I have a friend named Corey who lived in Quito, Ecuador, for 14 years. His parents where missionaries to Ecuador, and he was very young when they started ministering to people in the Quito landfill. Yeah . . . a dump.

More than 300 people live in the dump near my friend’s former home. They live off the trash that flows into the dump from the surrounding area. They survive on the byproducts of society, and Corey and his family lived among them, showing them the love of Jesus with the simple things.

There is a lot more to Corey's story, but to make it shorter—this guy knows trash. He's seen lots of it. So when we are eating lunch together and he busts out with something like, “Americans have the greatest trash!” I'm inclined to believe him. I hadn't really noticed this until Corey pointed it out, but we as Americans waste so many things that could be used over and over again.

There is a thriving community in our suburb that has a lot of new businesses going in. And in this community there is an entire neighborhood of houses that a developer has bought from the homeowners and is going to demolish in the name of progress. There are more than 20 homes in this neighborhood, all in great condition; imagine the good you could do with 20 houses worth of building material. For those of you who know me or have read my stuff before, you know how I love a good cause. All of the materials from those houses could have gone to Habitat for Humanity or some other building project.

Rows from a pointing dataset
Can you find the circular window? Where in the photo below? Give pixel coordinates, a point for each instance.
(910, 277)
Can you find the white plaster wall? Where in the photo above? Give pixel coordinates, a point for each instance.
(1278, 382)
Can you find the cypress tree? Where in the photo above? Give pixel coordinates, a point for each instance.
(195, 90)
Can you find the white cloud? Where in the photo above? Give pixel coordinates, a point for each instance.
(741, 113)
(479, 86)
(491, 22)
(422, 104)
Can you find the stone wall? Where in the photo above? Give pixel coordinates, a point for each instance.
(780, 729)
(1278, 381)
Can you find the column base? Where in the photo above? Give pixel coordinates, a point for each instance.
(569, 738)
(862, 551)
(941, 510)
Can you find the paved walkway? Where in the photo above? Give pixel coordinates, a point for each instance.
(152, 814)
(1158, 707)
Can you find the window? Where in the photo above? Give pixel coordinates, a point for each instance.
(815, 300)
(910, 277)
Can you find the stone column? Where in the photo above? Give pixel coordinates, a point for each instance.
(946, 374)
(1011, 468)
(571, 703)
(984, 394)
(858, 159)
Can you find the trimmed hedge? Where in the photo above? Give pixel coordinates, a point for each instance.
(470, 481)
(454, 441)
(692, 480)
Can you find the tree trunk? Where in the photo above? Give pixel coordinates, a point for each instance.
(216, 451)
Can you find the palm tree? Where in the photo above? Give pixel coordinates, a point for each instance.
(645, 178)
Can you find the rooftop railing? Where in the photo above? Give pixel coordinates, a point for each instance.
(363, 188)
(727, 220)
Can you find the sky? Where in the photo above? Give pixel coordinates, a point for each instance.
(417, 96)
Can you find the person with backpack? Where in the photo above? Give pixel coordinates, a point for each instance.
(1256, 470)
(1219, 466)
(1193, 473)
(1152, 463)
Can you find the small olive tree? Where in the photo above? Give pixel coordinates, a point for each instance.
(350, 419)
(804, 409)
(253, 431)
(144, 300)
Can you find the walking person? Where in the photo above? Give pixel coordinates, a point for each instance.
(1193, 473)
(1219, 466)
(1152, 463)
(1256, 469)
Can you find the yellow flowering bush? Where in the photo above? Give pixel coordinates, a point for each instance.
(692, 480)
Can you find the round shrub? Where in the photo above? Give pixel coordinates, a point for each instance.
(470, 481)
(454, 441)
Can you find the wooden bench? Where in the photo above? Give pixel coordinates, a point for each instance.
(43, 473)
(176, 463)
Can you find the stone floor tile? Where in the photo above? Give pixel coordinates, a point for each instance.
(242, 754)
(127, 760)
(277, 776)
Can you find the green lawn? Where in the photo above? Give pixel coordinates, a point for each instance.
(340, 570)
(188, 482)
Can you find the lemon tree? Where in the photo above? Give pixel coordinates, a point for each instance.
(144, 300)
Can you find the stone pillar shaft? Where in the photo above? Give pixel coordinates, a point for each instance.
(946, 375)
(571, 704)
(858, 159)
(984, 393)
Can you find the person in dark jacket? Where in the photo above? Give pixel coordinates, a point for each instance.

■ WHAT THIS EXERCISE ASKS
a - Sum up the piece about Corey and American trash in two sentences.
b - Extend the piece about Corey and American trash, picking up right after its final sentence.

■ RESPONSES BY TASK
a - Corey lived in Quito, Ecuador, for 14 years, where his missionary parents ministered to the more than 300 people who live off the trash in the city's landfill. Because Corey knows trash, the writer believes him when he says Americans have the greatest trash, and now sees waste everywhere, such as a suburban neighborhood of more than 20 homes in great condition that a developer plans to demolish even though the materials could have gone to Habitat for Humanity or another building project.

b -
We waste so many things that would be considered treasure to people in other parts of the world. Not only is all of this wastefulness bad for the environment, it is bad stewardship of the things God has given us.

Back to garbage. You can tell a lot about society by looking at its trash. There are professionals called garbologists. As the name suggests, the people who hold these jobs dig through and analyze our garbage. But they don't do this just for fun. Many garbologists believe that you can tell more about a society through its trash than through many other scientific means. In fact, they have estimated the number of family members in a household and the average annual income of certain areas just by looking at its trash. This really struck a chord with me when I learned about the kind of trash that was scattered out on the road in front of my church.

A friend of mine named Kenny, who is a youth missions pastor at my church, gathered a group of students from my youth group to clean up the road as an act of community service. The stuff they found was heartbreaking. This road not only runs by our church, but by a local high school, too. To see what kinds of things our suburb threw away was mind-blowing.

When the cleanup team went out, they loaded black garbage bags that overfilled a pickup truck. They found bags of weed, used pregnancy tests, beer bottles and condoms. This is not in the inner-city of Atlanta; this is in my happy little suburb in front of my church, right next to the high school that some of my friends go to.

After they cleaned up the road, Kenny thought it must have been quite a while since anyone had picked up the street. So he decided they should go back in a couple weeks and see if things were any better. They weren’t. The students found just as much trash—and the same kind.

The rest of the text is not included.